• [WORK TO COMPLETE]: Copy the lines below word for word, omitting the pictures from your answer.

[Contour annotation lines]

^^^^

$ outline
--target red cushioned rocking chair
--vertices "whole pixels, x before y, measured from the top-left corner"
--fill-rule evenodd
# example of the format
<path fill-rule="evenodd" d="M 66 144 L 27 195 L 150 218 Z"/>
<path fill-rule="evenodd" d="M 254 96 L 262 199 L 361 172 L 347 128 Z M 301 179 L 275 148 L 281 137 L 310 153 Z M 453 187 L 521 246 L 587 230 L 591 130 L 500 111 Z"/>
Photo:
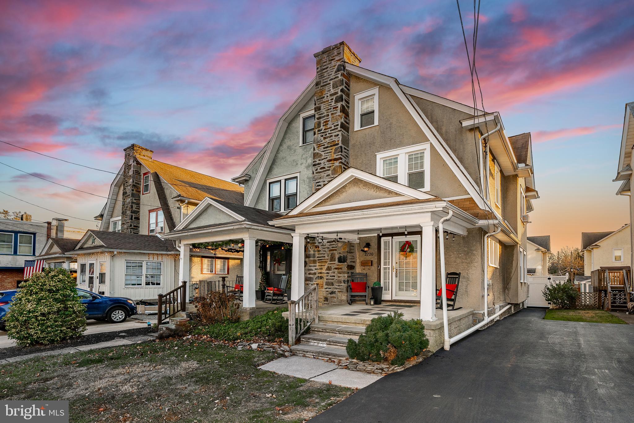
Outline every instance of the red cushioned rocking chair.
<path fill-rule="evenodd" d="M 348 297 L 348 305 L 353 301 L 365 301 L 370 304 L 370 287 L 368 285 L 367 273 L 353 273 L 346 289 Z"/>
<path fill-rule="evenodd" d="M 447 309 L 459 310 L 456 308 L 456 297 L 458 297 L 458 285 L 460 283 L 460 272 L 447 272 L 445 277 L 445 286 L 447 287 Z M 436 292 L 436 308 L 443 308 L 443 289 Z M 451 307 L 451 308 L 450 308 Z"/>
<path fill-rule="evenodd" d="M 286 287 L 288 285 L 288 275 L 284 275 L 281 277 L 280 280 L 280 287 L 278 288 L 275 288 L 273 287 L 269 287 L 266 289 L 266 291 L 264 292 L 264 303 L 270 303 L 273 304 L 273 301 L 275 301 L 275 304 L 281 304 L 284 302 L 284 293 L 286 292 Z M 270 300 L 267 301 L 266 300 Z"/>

^^^^

• [TASK RESULT]:
$ outline
--target red cushioned rocking chair
--vertices "whole pixels, x before y, measured from the top-left corner"
--fill-rule evenodd
# example of the format
<path fill-rule="evenodd" d="M 66 144 L 27 195 L 150 218 Z"/>
<path fill-rule="evenodd" d="M 254 96 L 262 199 L 361 172 L 347 128 Z M 301 179 L 275 148 L 281 137 L 310 153 Z M 453 187 L 521 246 L 587 230 L 591 130 L 500 111 Z"/>
Photo:
Outline every instance of the red cushioned rocking chair.
<path fill-rule="evenodd" d="M 348 297 L 348 305 L 353 301 L 365 301 L 370 304 L 370 287 L 368 285 L 367 273 L 353 273 L 346 289 Z"/>
<path fill-rule="evenodd" d="M 447 309 L 459 310 L 456 308 L 456 297 L 458 297 L 458 285 L 460 283 L 460 272 L 447 272 L 445 277 L 445 286 L 447 287 Z M 436 292 L 436 308 L 443 308 L 443 289 Z M 451 307 L 451 308 L 450 308 Z"/>
<path fill-rule="evenodd" d="M 286 287 L 288 285 L 288 275 L 284 275 L 281 277 L 280 280 L 280 287 L 278 288 L 275 288 L 273 287 L 269 287 L 266 289 L 266 291 L 264 292 L 264 303 L 270 303 L 273 304 L 273 301 L 275 301 L 275 304 L 281 304 L 284 302 L 284 293 L 286 292 Z M 270 300 L 267 301 L 266 300 Z"/>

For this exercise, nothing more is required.